>> BEGIN TEXT
Name | Comments on Applicability | Reference |
---|
Hierarchical Clustering | - (N-1) combination of clusters are formed to choose from.
- Expensive and slow. n×n distance matrix needs to be made.
- Cannot work on very large datasets.
- Results are reproducible.
- Does not work well with hyper-spherical clusters.
- Can provide insights into the way the data pts. are clustered.
- Can use various linkage methods(apart from centroid).
|
|
k-means | - Pre-specified number of clusters.
- Less computationally intensive.
- Suited for large dataset.
- Point of start can be random which leads to a different result each time the algorithm runs.
- K-means needs circular data. Hyper-spherical clusters.
- K-Means simply divides data into mutually exclusive subsets without giving much insight into the process of division.
- K-Means uses median or mean to compute centroid for representing cluster.
|
|
Gaussian Mixture Models | - Pre-specified number of clusters.
- GMs are somewhat more flexible and with a covariance matrix we can make the boundaries elliptical (as opposed to K-means which makes circular boundaries).
- Another thing is that GMs is a probabilistic algorithm. By assigning the probabilities to data points, we can express how strong is our belief that a given data point belongs to a specific cluster.
- GMs usually tend to be slower than K-Means because it takes more iterations to reach the convergence. (The problem with GMs is that they have converged quickly to a local minimum that is not very optimal for this dataset. To avoid this issue, GMs are usually initialized with K-Means.)
|
|
DBSCAN | - No pre-specified no. of clusters.
- Computationally a little intensive.
- Cannot efficiently handle large datasets.
- Suitable for non-compact and mixed-up arbitrary shaped clusters.
- Uses density-based clustering. Cannot work well with density varying data points.
- Not effected by noise or outliers.
|
|
>> END TEXT
>> BEGIN DATA
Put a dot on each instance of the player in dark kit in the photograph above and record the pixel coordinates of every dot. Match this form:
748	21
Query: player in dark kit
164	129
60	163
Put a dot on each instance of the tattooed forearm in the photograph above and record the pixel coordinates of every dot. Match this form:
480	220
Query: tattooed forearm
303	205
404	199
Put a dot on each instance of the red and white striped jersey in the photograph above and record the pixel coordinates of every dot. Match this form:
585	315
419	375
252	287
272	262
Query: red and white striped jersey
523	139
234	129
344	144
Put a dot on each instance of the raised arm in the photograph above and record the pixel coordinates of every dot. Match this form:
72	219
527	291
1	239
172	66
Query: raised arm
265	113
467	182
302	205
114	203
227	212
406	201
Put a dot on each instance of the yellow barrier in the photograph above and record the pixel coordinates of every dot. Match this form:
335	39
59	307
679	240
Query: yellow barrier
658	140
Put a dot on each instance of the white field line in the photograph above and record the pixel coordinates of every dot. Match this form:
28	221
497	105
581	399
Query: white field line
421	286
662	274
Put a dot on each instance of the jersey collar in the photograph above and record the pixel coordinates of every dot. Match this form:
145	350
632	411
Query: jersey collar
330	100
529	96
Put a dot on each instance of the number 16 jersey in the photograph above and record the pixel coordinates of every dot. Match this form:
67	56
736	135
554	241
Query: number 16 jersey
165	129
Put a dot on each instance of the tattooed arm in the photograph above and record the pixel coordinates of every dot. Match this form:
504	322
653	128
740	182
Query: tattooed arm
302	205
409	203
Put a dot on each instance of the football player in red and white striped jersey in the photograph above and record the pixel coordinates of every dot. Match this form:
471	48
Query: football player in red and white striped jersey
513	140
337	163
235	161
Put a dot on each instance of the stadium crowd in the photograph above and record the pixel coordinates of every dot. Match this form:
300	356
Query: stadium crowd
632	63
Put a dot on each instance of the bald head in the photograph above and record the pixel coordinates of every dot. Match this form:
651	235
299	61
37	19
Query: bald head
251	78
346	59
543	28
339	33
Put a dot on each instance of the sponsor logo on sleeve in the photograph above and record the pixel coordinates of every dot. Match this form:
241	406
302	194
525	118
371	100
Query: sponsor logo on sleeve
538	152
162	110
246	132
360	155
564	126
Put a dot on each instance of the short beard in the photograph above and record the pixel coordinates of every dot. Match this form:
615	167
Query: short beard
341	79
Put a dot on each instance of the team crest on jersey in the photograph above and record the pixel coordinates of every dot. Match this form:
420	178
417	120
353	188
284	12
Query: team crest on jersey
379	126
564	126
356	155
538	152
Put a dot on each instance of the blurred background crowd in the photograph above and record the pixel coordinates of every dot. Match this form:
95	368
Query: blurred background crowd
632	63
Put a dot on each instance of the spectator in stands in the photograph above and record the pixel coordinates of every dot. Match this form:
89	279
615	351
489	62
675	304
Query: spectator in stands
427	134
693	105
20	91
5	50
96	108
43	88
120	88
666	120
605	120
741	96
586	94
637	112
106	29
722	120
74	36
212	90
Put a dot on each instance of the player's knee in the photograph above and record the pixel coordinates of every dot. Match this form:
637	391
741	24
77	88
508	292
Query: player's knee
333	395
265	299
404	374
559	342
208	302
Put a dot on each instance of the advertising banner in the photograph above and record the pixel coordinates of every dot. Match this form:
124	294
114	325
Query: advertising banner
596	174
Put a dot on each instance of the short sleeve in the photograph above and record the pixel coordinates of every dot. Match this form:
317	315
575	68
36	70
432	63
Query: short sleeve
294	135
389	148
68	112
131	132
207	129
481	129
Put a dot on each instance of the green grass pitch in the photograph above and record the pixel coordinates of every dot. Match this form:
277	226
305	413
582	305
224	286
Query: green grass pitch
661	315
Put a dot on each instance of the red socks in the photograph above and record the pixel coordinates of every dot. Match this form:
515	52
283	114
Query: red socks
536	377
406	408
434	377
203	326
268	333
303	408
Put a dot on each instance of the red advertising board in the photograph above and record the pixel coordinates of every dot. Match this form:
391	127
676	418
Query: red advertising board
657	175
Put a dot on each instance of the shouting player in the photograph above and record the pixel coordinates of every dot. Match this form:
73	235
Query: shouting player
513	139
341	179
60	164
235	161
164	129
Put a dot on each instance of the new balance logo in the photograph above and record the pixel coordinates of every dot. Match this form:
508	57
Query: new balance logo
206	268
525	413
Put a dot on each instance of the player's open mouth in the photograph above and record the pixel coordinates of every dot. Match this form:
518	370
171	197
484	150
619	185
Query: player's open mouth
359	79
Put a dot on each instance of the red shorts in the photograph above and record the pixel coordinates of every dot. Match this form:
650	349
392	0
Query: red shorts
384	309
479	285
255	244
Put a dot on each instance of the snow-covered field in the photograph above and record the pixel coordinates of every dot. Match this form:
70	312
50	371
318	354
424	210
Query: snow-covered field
>> END DATA
> **SHORT TASK 1**
In the clustering table, condense the row beginning "DBSCAN" into a short bulleted list that keeps its main points.
> **SHORT TASK 2**
Reproduce word for word the part of the clustering table starting at "- Does not work" and ending at "Less computationally intensive.".

> **TASK RESULT 1**
- No preset number of clusters
- Somewhat computationally intensive and can't handle large datasets efficiently
- Suits non-compact, mixed-up, arbitrarily shaped clusters
- Density-based, so it struggles with data of varying density
- Unaffected by noise or outliers

> **TASK RESULT 2**
- Does not work well with hyper-spherical clusters.
- Can provide insights into the way the data pts. are clustered.
- Can use various linkage methods(apart from centroid).
|
|
k-means | - Pre-specified number of clusters.
- Less computationally intensive.